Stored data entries
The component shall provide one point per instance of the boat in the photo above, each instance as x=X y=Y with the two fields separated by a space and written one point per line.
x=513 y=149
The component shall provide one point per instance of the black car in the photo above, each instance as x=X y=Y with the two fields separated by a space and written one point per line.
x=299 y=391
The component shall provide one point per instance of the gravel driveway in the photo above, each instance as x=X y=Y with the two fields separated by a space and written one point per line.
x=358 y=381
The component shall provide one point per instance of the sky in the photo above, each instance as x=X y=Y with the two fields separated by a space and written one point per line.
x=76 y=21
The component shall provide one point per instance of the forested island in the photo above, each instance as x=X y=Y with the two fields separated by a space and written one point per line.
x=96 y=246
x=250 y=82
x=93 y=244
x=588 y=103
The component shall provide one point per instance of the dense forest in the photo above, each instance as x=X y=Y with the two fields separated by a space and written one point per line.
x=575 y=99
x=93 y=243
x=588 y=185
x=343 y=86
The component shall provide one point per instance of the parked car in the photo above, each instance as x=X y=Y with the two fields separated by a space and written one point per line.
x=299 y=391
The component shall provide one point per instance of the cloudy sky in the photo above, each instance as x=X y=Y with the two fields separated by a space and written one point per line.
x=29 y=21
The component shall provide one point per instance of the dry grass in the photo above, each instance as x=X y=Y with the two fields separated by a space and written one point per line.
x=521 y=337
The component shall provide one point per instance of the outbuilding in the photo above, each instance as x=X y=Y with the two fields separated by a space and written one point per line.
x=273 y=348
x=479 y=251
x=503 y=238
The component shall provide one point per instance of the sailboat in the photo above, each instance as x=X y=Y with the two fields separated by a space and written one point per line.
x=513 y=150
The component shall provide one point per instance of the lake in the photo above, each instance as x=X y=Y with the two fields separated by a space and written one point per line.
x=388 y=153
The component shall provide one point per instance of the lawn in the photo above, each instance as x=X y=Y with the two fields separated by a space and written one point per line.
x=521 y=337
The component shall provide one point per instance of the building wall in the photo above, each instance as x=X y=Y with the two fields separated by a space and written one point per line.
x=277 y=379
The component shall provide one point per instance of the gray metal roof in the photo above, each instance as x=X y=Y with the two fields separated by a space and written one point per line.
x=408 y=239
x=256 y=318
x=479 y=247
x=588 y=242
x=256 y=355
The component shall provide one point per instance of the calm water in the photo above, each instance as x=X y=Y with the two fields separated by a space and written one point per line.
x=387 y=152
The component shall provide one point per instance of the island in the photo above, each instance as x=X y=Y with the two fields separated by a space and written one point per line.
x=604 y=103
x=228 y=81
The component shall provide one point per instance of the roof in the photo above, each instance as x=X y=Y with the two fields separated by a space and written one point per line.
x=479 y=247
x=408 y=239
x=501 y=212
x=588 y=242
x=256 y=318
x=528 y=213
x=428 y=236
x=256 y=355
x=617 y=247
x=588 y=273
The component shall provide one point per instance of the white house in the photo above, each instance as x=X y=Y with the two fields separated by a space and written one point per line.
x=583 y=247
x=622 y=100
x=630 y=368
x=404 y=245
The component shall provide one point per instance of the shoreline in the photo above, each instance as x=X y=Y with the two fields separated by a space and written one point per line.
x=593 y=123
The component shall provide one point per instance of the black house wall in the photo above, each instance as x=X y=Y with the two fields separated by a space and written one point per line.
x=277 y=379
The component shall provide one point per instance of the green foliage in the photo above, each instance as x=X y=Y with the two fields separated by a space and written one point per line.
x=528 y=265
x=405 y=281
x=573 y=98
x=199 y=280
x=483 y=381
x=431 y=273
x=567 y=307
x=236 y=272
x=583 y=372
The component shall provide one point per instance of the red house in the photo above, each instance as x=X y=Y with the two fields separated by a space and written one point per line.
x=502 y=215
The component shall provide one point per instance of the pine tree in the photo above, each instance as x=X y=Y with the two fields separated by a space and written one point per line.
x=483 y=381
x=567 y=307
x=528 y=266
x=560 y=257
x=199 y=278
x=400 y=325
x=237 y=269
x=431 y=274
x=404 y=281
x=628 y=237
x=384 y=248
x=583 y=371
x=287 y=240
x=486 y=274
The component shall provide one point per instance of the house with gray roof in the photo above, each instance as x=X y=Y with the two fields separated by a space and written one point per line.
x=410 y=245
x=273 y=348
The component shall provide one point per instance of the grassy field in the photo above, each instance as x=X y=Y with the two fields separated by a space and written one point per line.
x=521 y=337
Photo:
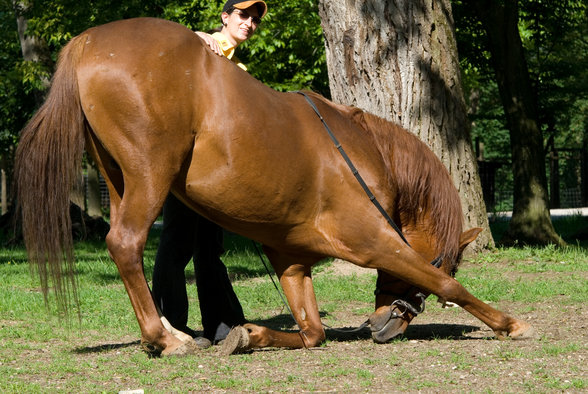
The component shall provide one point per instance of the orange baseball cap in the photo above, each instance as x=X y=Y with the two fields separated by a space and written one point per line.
x=261 y=6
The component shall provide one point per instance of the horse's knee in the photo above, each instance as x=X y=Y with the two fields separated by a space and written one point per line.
x=312 y=337
x=450 y=290
x=126 y=253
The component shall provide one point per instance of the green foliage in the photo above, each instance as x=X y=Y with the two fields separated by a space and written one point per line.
x=553 y=35
x=286 y=53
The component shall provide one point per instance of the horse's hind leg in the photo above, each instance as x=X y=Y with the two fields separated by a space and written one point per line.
x=295 y=278
x=410 y=267
x=135 y=202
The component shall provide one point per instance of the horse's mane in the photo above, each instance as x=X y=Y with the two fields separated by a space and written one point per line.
x=423 y=183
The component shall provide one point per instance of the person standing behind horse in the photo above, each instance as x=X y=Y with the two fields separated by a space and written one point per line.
x=186 y=234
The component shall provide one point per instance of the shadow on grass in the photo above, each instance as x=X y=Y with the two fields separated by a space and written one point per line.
x=105 y=348
x=426 y=332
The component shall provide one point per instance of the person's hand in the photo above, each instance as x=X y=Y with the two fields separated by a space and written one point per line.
x=211 y=42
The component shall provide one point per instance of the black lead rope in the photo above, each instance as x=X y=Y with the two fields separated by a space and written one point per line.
x=436 y=263
x=365 y=187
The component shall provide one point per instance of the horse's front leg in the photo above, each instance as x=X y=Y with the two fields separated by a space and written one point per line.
x=295 y=278
x=131 y=219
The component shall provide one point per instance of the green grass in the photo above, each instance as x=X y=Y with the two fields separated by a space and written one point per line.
x=100 y=353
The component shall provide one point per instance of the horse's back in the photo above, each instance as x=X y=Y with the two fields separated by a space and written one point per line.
x=139 y=78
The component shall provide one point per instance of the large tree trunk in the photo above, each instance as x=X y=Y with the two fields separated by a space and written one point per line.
x=398 y=59
x=531 y=221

* DIRECTIONS FOR THIS TASK: Give back every entry word for word, and drop the pictures as you go.

* FINISHED EXERCISE:
The component shall provide one point per instance of the boat in the photo above, each instance as x=X y=Y with the two fields separated by a space and written one point per line.
x=513 y=149
The component shall provide one point per instance of the black car in the photo above, each instance as x=X y=Y with the two fields separated by a space and written one point per line.
x=299 y=391
The component shall provide one point per instance of the gravel driveway in the photo above, each instance as x=X y=Y with the two fields separated by a space and written one point per line.
x=358 y=381
The component shall provide one point per instance of the sky in the photo above, each instance as x=X y=Y with the two fields separated by a space and written one point per line.
x=76 y=21
The component shall provide one point per instance of the forested island in the photo above, each instance as x=X y=Y with the two fields separated by a space and written one point per line.
x=96 y=246
x=250 y=82
x=93 y=244
x=588 y=103
The component shall provide one point per instance of the dense forest in the photo above, each instance as x=X y=Y with the two fields separated by a space and written one point per line.
x=575 y=99
x=93 y=243
x=588 y=185
x=343 y=86
The component shall provide one point per instance of the parked car in the photo above, each instance as x=X y=Y with the two fields separated by a space and written one point per line.
x=299 y=391
The component shall provide one point per instance of the cloudy sky in the photo above, each instance as x=X y=Y with the two fields separated by a space and written one point per line.
x=29 y=21
The component shall provide one point per instance of the dry grass in the photo above, each instance as x=X y=Y with the two fields separated by a space and written one point per line.
x=521 y=337
The component shall provide one point per instance of the outbuilding in the photo above, each instance as x=X y=Y with the two fields separated by a space and written one point per line.
x=273 y=348
x=479 y=251
x=503 y=238
The component shall provide one point per instance of the sailboat in the photo above, each instance as x=X y=Y with the two fields separated by a space and written one point per line.
x=513 y=150
The component shall provide one point per instance of the lake in the photo above, each instance as x=X y=Y with the two fields separated by a space and written one point per line.
x=388 y=153
The component shall provide one point per instance of the lawn in the photo above, each instance as x=X y=Y with the two fields separated by a space and written one point per line.
x=521 y=337
The component shall provide one point per instance of the building wall in the photo above, each instance as x=X y=Y with the two fields separated by a space and written one point per line.
x=277 y=379
The component shall provide one point per instance of the gray metal roof in the photo above, each instance as x=X y=Y with the two fields separated by a space and written one point per line.
x=408 y=239
x=256 y=318
x=479 y=247
x=588 y=242
x=256 y=355
The component shall provide one point per instance of the calm water in the photo above, each instance as x=X y=Y with the two fields separated by a space and written one point per line.
x=387 y=152
The component shall provide one point per instance of the island in the photo above, each instance as x=X y=Y with the two fields separated by a space and written one point per line.
x=604 y=103
x=228 y=81
The component shall provide one point per instance of the roof in the photo above, each instance as x=X y=Y with the two fields separated by a space and written one point per line.
x=479 y=247
x=408 y=239
x=501 y=212
x=588 y=242
x=256 y=318
x=528 y=213
x=428 y=236
x=256 y=355
x=617 y=247
x=588 y=273
The component shall provide one point per instance of the white house in the photo above, each instance as x=X y=Y with the two fields separated by a space and written one point per line.
x=583 y=247
x=622 y=100
x=630 y=368
x=404 y=245
The component shall provide one point per instance of the shoreline in the photo above, each instance as x=X y=Y with the two fields separated by a space and written one point per line.
x=593 y=123
The component shall provide one point per instance of the black house wall in the photo above, each instance as x=X y=Y with the two fields separated by a space and written one point per line.
x=277 y=379
The component shall provide one point per instance of the green foliage in the photo above, each instance as x=X y=Y with the two fields separated by a space and written one point per line.
x=528 y=265
x=405 y=281
x=573 y=98
x=199 y=280
x=483 y=381
x=431 y=273
x=567 y=307
x=236 y=272
x=583 y=372
The component shall provide one point per instance of the red house in the photo above, each instance as x=X y=Y with the two fields separated by a space and written one point per line.
x=502 y=215
The component shall provide one point per instance of the pine tree in the photo above, each instance as x=X y=Y with the two fields separated by a space and written one point per line.
x=483 y=381
x=567 y=307
x=528 y=266
x=560 y=257
x=199 y=278
x=400 y=325
x=237 y=269
x=431 y=274
x=404 y=281
x=628 y=237
x=384 y=248
x=583 y=371
x=287 y=240
x=486 y=274
The component shall provide one point per instance of the house with gray roof in the photo above, each instance as x=X y=Y with the two fields separated by a space and written one point per line.
x=410 y=245
x=273 y=348
The component shall provide one point per instance of the grassy field in the photo above, each instance as x=X y=Y with the two fields separated by a space and written one point per line.
x=521 y=337
Photo:
The component shall provide one point per instance of the orange baseball cap in the photo above, each instance as x=X y=Y with the two fields separated by a space and written one point per line.
x=261 y=6
The component shall provide one point per instance of the horse's knee in the photo above, each instance as x=X y=Y with the two fields separated by a space and written one point per line.
x=312 y=337
x=450 y=290
x=126 y=253
The component shall provide one point per instance of the green foliage in the photo above, each instance as x=X y=Y with the two fields separated by a space and written one point per line.
x=553 y=35
x=286 y=53
The component shall provide one point per instance of the horse's hind leg in the photo above, each instance as x=X y=Y with the two fields separated by a space and written one point per line.
x=295 y=278
x=410 y=267
x=135 y=202
The component shall provide one point per instance of the horse's mane in the photo above, each instance as x=X y=Y with the two fields separated by a space and written one point per line.
x=423 y=183
The component shall provide one point per instance of the person standing behind horse in the photo above, each instance as x=X y=Y with the two fields separated by a space and written one point per line.
x=186 y=234
The component shall provide one point per instance of the shadow on grass in the photo above, each instance as x=X y=Y with the two fields separated by a space and written one point per line.
x=105 y=348
x=426 y=332
The component shall provide one point per instance of the person's hand in the photo above, each instance as x=X y=Y with the two fields separated by a space and written one point per line.
x=211 y=42
The component shall provide one point per instance of the black lead rope in the photo above, each instance as x=X y=Y with the two fields separated by a space and written one point per line.
x=436 y=263
x=365 y=187
The component shall provide one point per instance of the horse's front leg in the photo above, each instance as x=X y=Y with the two fields separated by a space and written one point per line.
x=295 y=278
x=131 y=219
The component shall provide one point per instance of the green grass in the photo above, each instance as x=X y=Y with the two fields separated by a space and written one point per line.
x=100 y=353
The component shall provide one point per instance of the horse's back in the photo above, each instance as x=X y=Y with the two fields separated by a space and written one point per line.
x=139 y=78
The component shall provide one point per instance of the large tree trunk in the photo above, each instance as x=X y=Y with the two fields separated by a space and written one point per line.
x=398 y=59
x=531 y=221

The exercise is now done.